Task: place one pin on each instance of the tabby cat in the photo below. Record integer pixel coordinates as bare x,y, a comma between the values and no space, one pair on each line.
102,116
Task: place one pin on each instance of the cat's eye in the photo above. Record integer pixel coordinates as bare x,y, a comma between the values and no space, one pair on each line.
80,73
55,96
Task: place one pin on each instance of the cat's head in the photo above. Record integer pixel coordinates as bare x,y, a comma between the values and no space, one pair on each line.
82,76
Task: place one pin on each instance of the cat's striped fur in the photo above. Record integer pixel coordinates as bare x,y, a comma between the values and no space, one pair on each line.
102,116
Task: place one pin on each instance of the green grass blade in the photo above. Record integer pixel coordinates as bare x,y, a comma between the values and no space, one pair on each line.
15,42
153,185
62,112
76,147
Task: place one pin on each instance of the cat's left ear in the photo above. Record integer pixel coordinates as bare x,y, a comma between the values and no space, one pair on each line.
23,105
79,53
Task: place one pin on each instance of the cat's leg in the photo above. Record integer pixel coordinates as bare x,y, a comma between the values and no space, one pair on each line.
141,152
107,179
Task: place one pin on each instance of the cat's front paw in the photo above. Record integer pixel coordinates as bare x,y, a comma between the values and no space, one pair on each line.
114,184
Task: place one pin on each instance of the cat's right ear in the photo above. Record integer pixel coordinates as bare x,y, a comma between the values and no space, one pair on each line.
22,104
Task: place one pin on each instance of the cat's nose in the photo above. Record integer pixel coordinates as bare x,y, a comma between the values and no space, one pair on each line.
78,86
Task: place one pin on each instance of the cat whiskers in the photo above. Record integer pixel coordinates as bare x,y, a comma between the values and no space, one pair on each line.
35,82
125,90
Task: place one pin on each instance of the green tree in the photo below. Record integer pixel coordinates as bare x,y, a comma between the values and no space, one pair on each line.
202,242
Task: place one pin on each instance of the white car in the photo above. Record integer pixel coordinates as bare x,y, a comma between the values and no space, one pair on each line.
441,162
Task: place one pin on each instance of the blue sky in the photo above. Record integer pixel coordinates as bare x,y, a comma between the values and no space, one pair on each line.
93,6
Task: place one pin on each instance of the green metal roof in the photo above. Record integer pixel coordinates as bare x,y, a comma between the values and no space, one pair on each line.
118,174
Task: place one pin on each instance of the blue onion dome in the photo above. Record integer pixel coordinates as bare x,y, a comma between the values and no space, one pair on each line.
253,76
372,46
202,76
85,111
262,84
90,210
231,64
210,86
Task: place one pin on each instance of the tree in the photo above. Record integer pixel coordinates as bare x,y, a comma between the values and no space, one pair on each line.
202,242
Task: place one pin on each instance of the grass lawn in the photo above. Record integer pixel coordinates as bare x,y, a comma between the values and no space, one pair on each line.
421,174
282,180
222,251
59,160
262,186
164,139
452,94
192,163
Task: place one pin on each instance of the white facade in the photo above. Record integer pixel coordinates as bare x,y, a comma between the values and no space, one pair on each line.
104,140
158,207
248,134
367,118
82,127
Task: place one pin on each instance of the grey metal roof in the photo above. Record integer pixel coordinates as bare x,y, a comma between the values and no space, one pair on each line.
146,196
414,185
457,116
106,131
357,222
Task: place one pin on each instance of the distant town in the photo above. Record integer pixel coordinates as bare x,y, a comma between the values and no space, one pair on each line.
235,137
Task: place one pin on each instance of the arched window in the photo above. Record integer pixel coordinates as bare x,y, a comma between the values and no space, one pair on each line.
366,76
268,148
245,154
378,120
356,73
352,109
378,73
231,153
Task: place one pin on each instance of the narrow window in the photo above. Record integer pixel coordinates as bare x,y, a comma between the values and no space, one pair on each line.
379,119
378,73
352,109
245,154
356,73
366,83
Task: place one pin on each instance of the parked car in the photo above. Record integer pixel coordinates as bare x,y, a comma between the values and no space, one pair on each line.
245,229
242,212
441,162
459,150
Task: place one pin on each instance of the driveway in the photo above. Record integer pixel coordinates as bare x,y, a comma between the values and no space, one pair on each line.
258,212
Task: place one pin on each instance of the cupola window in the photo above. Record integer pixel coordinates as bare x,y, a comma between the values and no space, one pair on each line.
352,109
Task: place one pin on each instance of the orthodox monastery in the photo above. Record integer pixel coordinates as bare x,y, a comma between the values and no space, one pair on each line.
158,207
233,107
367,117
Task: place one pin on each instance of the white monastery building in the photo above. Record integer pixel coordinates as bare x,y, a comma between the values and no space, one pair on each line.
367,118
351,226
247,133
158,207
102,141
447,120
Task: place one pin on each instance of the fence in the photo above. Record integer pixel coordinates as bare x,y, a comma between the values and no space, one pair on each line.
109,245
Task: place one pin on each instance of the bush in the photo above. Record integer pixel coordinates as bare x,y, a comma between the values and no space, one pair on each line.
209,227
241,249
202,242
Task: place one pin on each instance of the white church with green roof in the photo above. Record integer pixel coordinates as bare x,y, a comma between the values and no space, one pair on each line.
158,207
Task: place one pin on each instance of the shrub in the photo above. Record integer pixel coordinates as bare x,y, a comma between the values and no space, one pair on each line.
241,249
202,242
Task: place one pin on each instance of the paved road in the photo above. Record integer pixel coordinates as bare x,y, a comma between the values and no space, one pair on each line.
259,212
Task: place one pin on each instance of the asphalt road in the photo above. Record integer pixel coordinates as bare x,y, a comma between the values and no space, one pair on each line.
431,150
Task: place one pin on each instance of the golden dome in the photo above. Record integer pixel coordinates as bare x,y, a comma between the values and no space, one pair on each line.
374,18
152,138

======

_Given request_
The records above are to be copied in full, exactly as written.

_Correct result_
Task: place one pin on each instance of the tabby cat in the photo below. Record integer pixel coordinates as bare x,y, a comma between the values and no space, one pair on each line.
102,116
Task: place one pin on each instance of the cat's eye in the photo above. Record integer pixel coordinates as bare x,y, a comma between the values and no space, one pair on each line.
80,73
55,96
Task: place one pin on each instance of the cat's head in the photo above. Record integer pixel coordinates as bare x,y, a comma between the values and no space, one pair on each line.
82,76
Task: place one pin on each instance of the cat's striped fur in the photo above. Record integer pixel coordinates as bare x,y, a comma between the values and no space, one pair on each line.
102,116
Task: place one pin on each instance of the green grass blade in the photo above. Record integer pixel coordinates as bare x,y, a comma between the values and no space, one pair on each line.
15,42
153,185
62,112
76,147
Task: place one pin on each instance of the cat's left ear in the photo above. Record integer pixel coordinates as bare x,y, a comma between the values and no space, one pair on each line.
23,105
79,53
Task: place one pin on each instance of the cat's leg in the photo above. Record integer pixel coordinates as bare x,y, a comma between the values and no space, one pair on each line.
141,152
107,179
Task: place one pin on each instance of the cat's front paw in the photo above. Record integer pixel coordinates as bare x,y, a comma between the values and no space, one pair on each line.
114,184
Task: place one pin on each instance of the cat's right ear in the photo above. Record integer pixel coordinates as bare x,y, a comma between the values and no space, one pair on each line.
22,104
Task: place one pin on each instance of the cat's nose in the photo above. Record integer pixel coordinates as bare x,y, a comma between the values and no space, one pair on each line.
78,86
Task: place one pin on each instance of the cat whiskers in the photo above. Record integer pixel coordinates as bare x,y, a comma between the values and no space, one pair on each line.
35,82
125,90
Task: place one pin on each instance of the green tree in the photo below. Record integer pixel coordinates as bare x,y, a comma between the values and no space, one pair on each line.
202,242
Task: place one pin on each instance of the white car in the photo above. Record integer pixel coordinates as bare x,y, a comma between the values and no space, one pair on each line.
441,162
Task: place one pin on each instance of the blue sky in the photo above. Record integer pixel coordinates as bare x,y, a comma between the values and no space, one pair on each line.
93,6
Task: place one pin on each instance of the green metal roof in the photo above. Record integer pixel coordinates as bare x,y, a comma between the values and no space, one pair on each line.
118,174
Task: place one pin on each instance of the blue onion dome in the photo above. Record integer pixel coordinates as bare x,y, a comma between the values and no space, one pair on each line.
253,76
372,46
202,76
85,111
262,84
90,210
231,64
210,86
Task: place one pin on each instance of the tree in the photo above. Record integer pixel coordinates as bare x,y, a comma between the values and no space, one pair on each line.
202,242
Task: place one pin on each instance of the grass lawn in the photo above. Record integer pixel coordinates as bare x,y, a comma between the values and no space, one pair on each line.
421,174
282,180
222,251
59,160
262,186
164,139
452,94
192,163
Task: place one pin on each instance of the white facade in the photo above. Record integer pixel coordinates as bare x,y, a comma between the values and no space, one pair on each line.
104,140
158,207
248,134
367,118
82,127
Task: place one pin on each instance of the grey metal roof in the photo above. Record integer pixel coordinates as bare x,y, a comma between the values and no space, one pair on each line.
146,196
414,185
457,116
106,131
357,222
Task: place one pin on each instance of the distant town in the photo above. Record integer pixel coordinates as bare x,y, a comma between the values and no space, one pair on each line.
235,137
Task: place one pin on each instance of the arched window in the photo above. Record integer pixel coordinates as bare x,y, a comma between the values and no space, one pair on each line.
366,76
268,148
245,154
378,120
356,73
352,109
378,73
231,153
Task: place one pin on each instance of the narrow window in the photo above. Record integer pixel coordinates as bare x,y, a comma between the values and no space, one pair on each line.
379,119
378,73
352,109
245,154
356,73
366,83
Task: place one pin on each instance of the parked car in the photo above. Record integer pixel coordinates as bare x,y, a comma between the values and no space, one pair on each line.
245,229
242,212
441,162
459,150
Task: place one pin on each instance of the driveway in the photo above. Record integer pixel coordinates as bare x,y, a comma between the values and no space, one pair on each line.
258,212
Task: place one pin on each instance of the cupola window in the photo above. Record integer pixel coordinates as bare x,y, a comma between the values and no space, one pair on each line.
352,109
Task: place one pin on each instance of the orthodox monastery in the photo above. Record integer pixel coordinates as bare x,y, a comma between the values and no space, one pair on each line.
158,207
233,107
367,117
Task: place one pin on each instance of the white monastery building in the photo above. Record integer pixel coordinates as bare x,y, a comma between the values and no space, one pair on each line.
367,118
351,226
247,133
158,207
102,141
447,120
Task: place one pin on each instance of the fence in the photo above. Record integer pixel coordinates as bare x,y, a comma between the values and no space, one pair on each line.
109,245
Task: place one pin on each instance of the bush in the photo above. Record integer pixel coordinates as bare x,y, a comma between the values and no space, one pair on each line.
209,227
241,249
202,242
Task: place one pin on each instance of the white church with green roof in the photo above. Record integer pixel coordinates as bare x,y, a comma between the values and no space, one pair on each line.
158,207
Task: place one pin on each instance of the shrub in the photo above. Record integer pixel coordinates as bare x,y, a comma between the values and no space, one pair on each line.
241,249
202,242
Task: place one pin on each instance of the paved road in the photo above. Record integer pixel coordinates as bare x,y, a comma between the values and no space, one pair on each line.
259,212
Task: place one pin on each instance of the asphalt road in the photo above. Record integer pixel coordinates as bare x,y, a comma between the values and no space, one pair on each line.
431,150
Task: place one pin on each instance of the golden dome in the photo above. Record integer pixel coordinates as bare x,y, a comma between the values and no space, one pair on each line.
374,18
152,138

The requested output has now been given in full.